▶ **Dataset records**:
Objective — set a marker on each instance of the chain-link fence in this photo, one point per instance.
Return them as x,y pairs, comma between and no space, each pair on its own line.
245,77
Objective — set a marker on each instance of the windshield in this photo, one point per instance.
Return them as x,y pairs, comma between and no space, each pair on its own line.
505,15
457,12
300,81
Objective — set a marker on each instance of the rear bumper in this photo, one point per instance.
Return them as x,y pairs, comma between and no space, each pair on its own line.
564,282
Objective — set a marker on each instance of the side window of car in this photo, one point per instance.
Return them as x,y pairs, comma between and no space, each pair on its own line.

▶ **AIM OF THE TASK**:
Can you rewrite the lines from the one containing "Objective — set a marker on each instance of the side" through the last line, inclusive, as a Markdown table with the columns Row and Line text, leaving out any blank lines?

▶ **RESPONSE BELOW**:
| Row | Line text |
|---|---|
| 1 | Objective — set a marker on each instance of the side window of car in this photo, one point per instance. |
| 2 | Return them as x,y pairs, comma between and no space, each pair on its own line. |